◆ PROBLEM TO WORK ON
Repeat the records. Keep every word and mark exactly as it is.

◆ DATA TO EXAMINE

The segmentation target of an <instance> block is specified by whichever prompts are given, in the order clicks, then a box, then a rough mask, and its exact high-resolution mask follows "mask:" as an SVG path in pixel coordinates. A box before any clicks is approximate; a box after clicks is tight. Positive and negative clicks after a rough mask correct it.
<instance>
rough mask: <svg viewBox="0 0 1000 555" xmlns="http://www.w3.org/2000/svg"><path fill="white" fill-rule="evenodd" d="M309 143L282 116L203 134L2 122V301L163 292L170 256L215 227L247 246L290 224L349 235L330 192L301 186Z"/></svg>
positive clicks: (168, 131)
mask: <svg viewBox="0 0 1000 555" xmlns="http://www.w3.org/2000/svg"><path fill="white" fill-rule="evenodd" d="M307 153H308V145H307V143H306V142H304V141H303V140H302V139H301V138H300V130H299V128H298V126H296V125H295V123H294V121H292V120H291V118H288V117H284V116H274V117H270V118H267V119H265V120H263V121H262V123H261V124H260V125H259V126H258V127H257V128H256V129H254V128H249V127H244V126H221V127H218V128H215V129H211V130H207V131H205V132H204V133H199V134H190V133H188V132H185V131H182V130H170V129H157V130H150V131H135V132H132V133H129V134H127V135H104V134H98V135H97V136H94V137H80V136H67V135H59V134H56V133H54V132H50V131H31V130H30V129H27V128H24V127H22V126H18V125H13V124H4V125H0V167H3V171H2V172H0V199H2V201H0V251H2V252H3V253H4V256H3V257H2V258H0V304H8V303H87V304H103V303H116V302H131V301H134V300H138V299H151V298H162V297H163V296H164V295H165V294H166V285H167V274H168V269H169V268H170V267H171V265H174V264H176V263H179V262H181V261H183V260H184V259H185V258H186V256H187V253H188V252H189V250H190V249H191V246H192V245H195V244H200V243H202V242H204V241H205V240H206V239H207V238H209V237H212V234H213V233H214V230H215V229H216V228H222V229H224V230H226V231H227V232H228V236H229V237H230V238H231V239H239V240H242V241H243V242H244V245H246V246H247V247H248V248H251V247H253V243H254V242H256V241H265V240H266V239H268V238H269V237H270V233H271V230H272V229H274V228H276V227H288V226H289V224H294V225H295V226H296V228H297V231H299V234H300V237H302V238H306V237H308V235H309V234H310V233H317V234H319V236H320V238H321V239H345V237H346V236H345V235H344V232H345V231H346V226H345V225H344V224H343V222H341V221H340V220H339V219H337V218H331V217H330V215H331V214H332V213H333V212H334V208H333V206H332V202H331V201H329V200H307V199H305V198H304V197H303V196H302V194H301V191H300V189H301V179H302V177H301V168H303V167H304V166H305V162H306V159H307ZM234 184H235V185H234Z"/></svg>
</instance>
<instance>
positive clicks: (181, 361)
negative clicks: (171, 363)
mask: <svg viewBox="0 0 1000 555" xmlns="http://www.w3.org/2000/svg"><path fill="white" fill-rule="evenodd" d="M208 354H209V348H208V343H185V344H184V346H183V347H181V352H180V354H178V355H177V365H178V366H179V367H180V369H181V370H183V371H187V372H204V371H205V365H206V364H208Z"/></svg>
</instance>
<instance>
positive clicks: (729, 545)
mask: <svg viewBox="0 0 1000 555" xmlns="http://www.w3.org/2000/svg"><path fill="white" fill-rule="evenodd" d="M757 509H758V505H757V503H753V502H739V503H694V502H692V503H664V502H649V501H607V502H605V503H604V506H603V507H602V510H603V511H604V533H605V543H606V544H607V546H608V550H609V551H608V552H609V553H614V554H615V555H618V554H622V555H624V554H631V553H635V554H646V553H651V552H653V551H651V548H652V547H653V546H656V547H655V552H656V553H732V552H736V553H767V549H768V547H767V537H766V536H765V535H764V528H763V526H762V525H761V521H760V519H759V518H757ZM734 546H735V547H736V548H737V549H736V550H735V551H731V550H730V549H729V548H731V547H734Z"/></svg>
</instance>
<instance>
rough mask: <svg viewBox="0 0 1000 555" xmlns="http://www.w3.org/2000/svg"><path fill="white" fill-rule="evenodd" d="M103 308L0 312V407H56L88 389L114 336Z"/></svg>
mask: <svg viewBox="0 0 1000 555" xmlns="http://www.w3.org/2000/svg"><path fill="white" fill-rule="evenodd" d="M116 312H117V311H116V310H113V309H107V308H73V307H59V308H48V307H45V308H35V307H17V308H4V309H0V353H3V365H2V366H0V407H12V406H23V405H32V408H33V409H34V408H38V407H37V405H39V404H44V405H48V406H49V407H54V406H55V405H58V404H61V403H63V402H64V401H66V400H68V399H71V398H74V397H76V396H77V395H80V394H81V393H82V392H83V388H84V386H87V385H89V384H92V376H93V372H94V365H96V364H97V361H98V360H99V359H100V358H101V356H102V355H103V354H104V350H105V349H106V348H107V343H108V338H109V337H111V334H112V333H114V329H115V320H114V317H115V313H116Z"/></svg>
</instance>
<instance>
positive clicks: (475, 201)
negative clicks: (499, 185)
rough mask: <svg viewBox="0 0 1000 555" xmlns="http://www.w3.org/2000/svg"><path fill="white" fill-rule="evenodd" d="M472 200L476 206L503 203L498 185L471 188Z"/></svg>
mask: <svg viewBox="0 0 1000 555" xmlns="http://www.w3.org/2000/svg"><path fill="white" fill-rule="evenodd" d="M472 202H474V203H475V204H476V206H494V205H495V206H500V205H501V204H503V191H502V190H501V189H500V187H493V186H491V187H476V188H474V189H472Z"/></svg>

◆ ANSWER TO THE PROBLEM
The segmentation target of an <instance> block is specified by whichever prompts are given, in the order clicks, then a box, then a rough mask, and its exact high-resolution mask follows "mask:" as an SVG path in pixel coordinates. A box before any clicks is approximate; a box after clicks is tight. Positive and negative clicks after a rough mask correct it.
<instance>
rough mask: <svg viewBox="0 0 1000 555" xmlns="http://www.w3.org/2000/svg"><path fill="white" fill-rule="evenodd" d="M309 143L282 116L203 134L2 122V301L163 292L170 256L215 227L247 246L290 224L349 235L330 192L301 186Z"/></svg>
positive clicks: (168, 131)
mask: <svg viewBox="0 0 1000 555" xmlns="http://www.w3.org/2000/svg"><path fill="white" fill-rule="evenodd" d="M307 153H308V145H307V143H306V142H304V141H303V140H302V139H301V138H300V130H299V128H298V126H296V125H295V123H294V121H292V120H291V118H288V117H284V116H274V117H270V118H267V119H265V120H263V121H262V123H261V124H260V125H259V126H258V127H257V128H256V129H254V128H249V127H244V126H221V127H218V128H215V129H211V130H207V131H205V132H204V133H199V134H190V133H188V132H185V131H182V130H170V129H157V130H150V131H135V132H132V133H129V134H127V135H104V134H98V135H97V136H94V137H80V136H67V135H59V134H56V133H54V132H50V131H31V130H30V129H27V128H24V127H22V126H18V125H13V124H4V125H0V167H3V171H2V172H0V199H2V201H0V251H2V252H3V253H4V256H3V257H2V258H0V304H8V303H87V304H103V303H116V302H131V301H134V300H138V299H151V298H162V297H163V296H164V295H165V294H166V285H167V274H168V269H169V268H170V267H171V265H174V264H176V263H179V262H181V261H183V260H184V259H185V258H186V256H187V253H188V252H189V250H190V249H191V246H192V245H195V244H200V243H202V242H204V241H205V240H206V239H207V238H209V237H212V234H213V233H214V230H215V229H216V228H222V229H224V230H226V231H227V232H228V236H229V237H230V238H231V239H239V240H242V241H243V242H244V245H246V246H247V247H248V248H251V247H253V243H254V242H256V241H265V240H266V239H268V238H269V237H270V233H271V230H272V229H274V228H276V227H288V226H289V224H294V225H295V226H296V228H297V231H299V234H300V237H302V238H306V237H308V235H309V234H310V233H317V234H319V236H320V238H321V239H345V237H346V236H345V235H344V232H345V231H346V226H345V225H344V224H343V222H341V221H340V220H339V219H337V218H331V217H330V215H331V214H332V213H333V212H334V208H333V206H332V202H331V201H329V200H307V199H305V198H304V197H303V196H302V194H301V191H300V189H301V179H302V177H301V168H303V167H304V166H305V162H306V159H307ZM234 184H235V185H234Z"/></svg>
</instance>
<instance>
positive clicks: (181, 361)
negative clicks: (171, 363)
mask: <svg viewBox="0 0 1000 555" xmlns="http://www.w3.org/2000/svg"><path fill="white" fill-rule="evenodd" d="M208 354H209V348H208V343H185V344H184V346H183V347H181V352H180V354H178V355H177V365H178V366H179V367H180V369H181V370H183V371H187V372H204V371H205V365H206V364H208Z"/></svg>
</instance>
<instance>
positive clicks: (729, 545)
mask: <svg viewBox="0 0 1000 555" xmlns="http://www.w3.org/2000/svg"><path fill="white" fill-rule="evenodd" d="M757 509H758V505H757V503H753V502H739V503H694V502H692V503H664V502H649V501H607V502H605V503H604V506H603V507H602V510H603V511H604V533H605V543H606V544H607V546H608V550H609V551H608V552H609V553H614V554H615V555H618V554H622V555H624V554H631V553H635V554H646V553H651V552H653V551H651V548H652V547H653V546H656V547H655V552H656V553H732V552H736V553H767V549H768V547H767V537H766V536H765V535H764V528H763V526H762V525H761V521H760V519H759V518H757ZM734 546H735V547H736V548H737V549H736V550H735V551H731V550H730V549H729V548H731V547H734Z"/></svg>
</instance>
<instance>
rough mask: <svg viewBox="0 0 1000 555" xmlns="http://www.w3.org/2000/svg"><path fill="white" fill-rule="evenodd" d="M103 308L0 312V407H56L88 389L114 336Z"/></svg>
mask: <svg viewBox="0 0 1000 555" xmlns="http://www.w3.org/2000/svg"><path fill="white" fill-rule="evenodd" d="M116 312H117V311H116V310H113V309H107V308H73V307H59V308H48V307H45V308H35V307H17V308H4V309H0V353H3V365H2V366H0V407H12V406H23V405H32V408H33V409H34V408H38V407H37V405H39V404H44V405H48V406H49V407H54V406H55V405H58V404H61V403H63V402H64V401H66V400H68V399H71V398H74V397H76V396H77V395H80V394H81V393H82V392H83V388H84V386H87V385H89V384H92V376H93V372H94V365H96V364H97V361H98V360H99V359H100V358H101V356H102V355H103V354H104V350H105V349H106V348H107V343H108V338H109V337H111V334H112V333H114V329H115V320H114V317H115V313H116Z"/></svg>
</instance>
<instance>
positive clicks: (475, 201)
negative clicks: (499, 185)
rough mask: <svg viewBox="0 0 1000 555" xmlns="http://www.w3.org/2000/svg"><path fill="white" fill-rule="evenodd" d="M472 200L476 206L503 203L498 185L471 188Z"/></svg>
mask: <svg viewBox="0 0 1000 555" xmlns="http://www.w3.org/2000/svg"><path fill="white" fill-rule="evenodd" d="M472 202H474V203H475V204H476V206H494V205H495V206H500V205H501V204H503V191H502V190H501V189H500V187H493V186H491V187H476V188H474V189H472Z"/></svg>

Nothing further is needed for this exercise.